| Collected data entries |

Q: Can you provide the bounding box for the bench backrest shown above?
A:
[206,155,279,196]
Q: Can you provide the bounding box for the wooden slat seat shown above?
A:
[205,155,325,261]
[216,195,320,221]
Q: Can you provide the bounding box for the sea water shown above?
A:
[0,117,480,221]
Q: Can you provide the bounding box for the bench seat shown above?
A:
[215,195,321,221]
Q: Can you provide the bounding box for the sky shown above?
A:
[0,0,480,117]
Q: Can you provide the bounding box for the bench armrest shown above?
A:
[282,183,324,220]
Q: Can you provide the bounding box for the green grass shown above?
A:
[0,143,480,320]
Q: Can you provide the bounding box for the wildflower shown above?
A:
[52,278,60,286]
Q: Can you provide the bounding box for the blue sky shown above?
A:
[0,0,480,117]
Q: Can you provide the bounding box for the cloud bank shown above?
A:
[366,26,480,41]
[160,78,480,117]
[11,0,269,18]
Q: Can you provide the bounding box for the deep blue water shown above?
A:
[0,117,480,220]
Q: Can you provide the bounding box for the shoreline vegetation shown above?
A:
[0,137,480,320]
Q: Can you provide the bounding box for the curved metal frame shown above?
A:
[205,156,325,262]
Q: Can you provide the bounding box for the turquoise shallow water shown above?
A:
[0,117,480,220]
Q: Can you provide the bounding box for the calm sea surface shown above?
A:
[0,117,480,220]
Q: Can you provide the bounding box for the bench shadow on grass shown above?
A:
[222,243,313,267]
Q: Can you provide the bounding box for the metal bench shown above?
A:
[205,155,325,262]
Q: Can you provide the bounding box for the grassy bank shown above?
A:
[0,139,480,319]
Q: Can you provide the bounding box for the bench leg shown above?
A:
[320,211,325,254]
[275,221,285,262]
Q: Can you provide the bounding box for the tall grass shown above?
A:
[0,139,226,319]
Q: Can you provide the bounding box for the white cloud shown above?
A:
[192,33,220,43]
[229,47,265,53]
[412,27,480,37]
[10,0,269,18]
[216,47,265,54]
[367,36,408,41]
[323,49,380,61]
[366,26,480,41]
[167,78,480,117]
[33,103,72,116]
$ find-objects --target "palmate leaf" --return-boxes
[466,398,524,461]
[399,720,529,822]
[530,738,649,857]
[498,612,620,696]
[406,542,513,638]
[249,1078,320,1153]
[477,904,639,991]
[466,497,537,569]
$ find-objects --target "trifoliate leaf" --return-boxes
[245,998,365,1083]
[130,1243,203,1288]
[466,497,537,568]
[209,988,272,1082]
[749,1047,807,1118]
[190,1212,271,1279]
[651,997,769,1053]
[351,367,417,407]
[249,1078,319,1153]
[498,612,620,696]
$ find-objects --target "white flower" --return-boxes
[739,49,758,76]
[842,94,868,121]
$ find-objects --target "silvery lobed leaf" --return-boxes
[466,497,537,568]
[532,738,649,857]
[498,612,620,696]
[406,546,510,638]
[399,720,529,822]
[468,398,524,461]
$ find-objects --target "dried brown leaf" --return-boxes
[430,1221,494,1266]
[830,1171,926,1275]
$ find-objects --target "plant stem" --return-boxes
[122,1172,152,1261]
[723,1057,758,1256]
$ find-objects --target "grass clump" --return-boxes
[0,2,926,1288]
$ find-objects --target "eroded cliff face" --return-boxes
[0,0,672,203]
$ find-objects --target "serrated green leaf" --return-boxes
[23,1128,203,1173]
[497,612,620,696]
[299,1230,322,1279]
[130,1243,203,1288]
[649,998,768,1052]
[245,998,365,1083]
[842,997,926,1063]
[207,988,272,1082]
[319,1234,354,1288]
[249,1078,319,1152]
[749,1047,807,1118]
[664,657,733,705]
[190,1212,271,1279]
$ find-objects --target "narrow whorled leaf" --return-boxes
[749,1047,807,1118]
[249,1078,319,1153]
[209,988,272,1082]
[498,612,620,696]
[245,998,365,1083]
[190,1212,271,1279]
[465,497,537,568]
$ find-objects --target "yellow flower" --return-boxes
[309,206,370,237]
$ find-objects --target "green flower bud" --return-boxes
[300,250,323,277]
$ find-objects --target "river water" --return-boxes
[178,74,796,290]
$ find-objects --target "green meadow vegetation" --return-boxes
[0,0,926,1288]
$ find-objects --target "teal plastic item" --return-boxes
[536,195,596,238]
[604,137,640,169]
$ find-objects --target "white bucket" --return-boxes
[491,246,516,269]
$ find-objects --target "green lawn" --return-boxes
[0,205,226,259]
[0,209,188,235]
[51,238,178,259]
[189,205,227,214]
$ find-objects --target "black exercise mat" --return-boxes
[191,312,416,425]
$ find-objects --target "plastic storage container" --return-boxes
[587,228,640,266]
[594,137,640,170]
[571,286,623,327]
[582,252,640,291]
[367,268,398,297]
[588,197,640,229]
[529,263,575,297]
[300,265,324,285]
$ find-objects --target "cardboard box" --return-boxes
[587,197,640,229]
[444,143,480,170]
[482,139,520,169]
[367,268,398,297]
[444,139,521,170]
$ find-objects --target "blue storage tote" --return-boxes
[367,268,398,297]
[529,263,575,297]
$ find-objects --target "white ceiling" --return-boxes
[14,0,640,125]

| What you need to do |
Convert the stretch of lines from the one containing "Q: Can you provide the bounding box for the curved" through the one containing "[0,0,672,203]", both included, into a numbered list, leaving out any blank lines.

| Answer for the task |
1. Q: Can you provide the bounding box for the curved metal frame shown above?
2. A:
3. [205,156,325,262]
4. Q: Can you provide the bounding box for the turquoise shallow water shown above?
5. A:
6. [0,117,480,220]
7. Q: Can you provide the bounding box for the calm sea surface shown above?
8. A:
9. [0,117,480,220]
10. Q: Can you provide the bounding box for the bench shadow on grass shown above?
11. A:
12. [222,243,313,267]
13. Q: Can you provide the bounding box for the metal bench shown above?
14. A:
15. [205,155,325,262]
16. Q: Can you provide the bounding box for the grassy bank shown above?
17. A:
18. [0,139,480,319]
19. Q: Can you provide the bounding box for the bench leg shown above?
20. A:
21. [320,211,325,254]
22. [275,221,285,262]
23. Q: Can you provide the bounding box for the tall grass shown above?
24. A:
25. [0,139,226,319]
26. Q: Can you provide the bounding box for the white cloud shown above?
27. A:
28. [192,33,220,43]
29. [229,47,265,53]
30. [412,27,480,37]
31. [10,0,269,18]
32. [216,47,265,54]
33. [367,36,408,41]
34. [323,49,380,61]
35. [366,26,480,41]
36. [167,78,480,117]
37. [33,103,72,116]
38. $ find-objects --target "palmate leaf" --return-boxes
39. [466,398,524,461]
40. [399,720,529,822]
41. [530,738,649,857]
42. [498,612,620,696]
43. [406,542,513,638]
44. [249,1078,320,1153]
45. [477,904,639,991]
46. [466,497,537,569]
47. $ find-objects --target "trifoliate leaf" --return-boxes
48. [245,998,365,1083]
49. [130,1243,203,1288]
50. [466,497,537,568]
51. [209,988,272,1082]
52. [749,1047,807,1118]
53. [190,1212,271,1279]
54. [651,997,769,1053]
55. [351,367,417,407]
56. [249,1078,319,1153]
57. [498,612,620,696]
58. $ find-objects --target "white flower" --return-boxes
59. [739,49,758,76]
60. [842,94,868,121]
61. $ find-objects --target "silvery lobed leaf" --return-boxes
62. [466,497,537,568]
63. [532,738,649,857]
64. [498,612,620,696]
65. [406,546,510,638]
66. [399,720,529,822]
67. [468,398,524,461]
68. $ find-objects --target "dried brown leaf" --return-boxes
69. [430,1221,494,1266]
70. [830,1171,926,1275]
71. $ find-objects --target "plant stem" --return-boxes
72. [122,1172,152,1261]
73. [723,1057,758,1256]
74. $ find-objects --target "grass clump" --return-boxes
75. [0,2,926,1288]
76. $ find-objects --target "eroded cliff face" --return-boxes
77. [0,0,672,203]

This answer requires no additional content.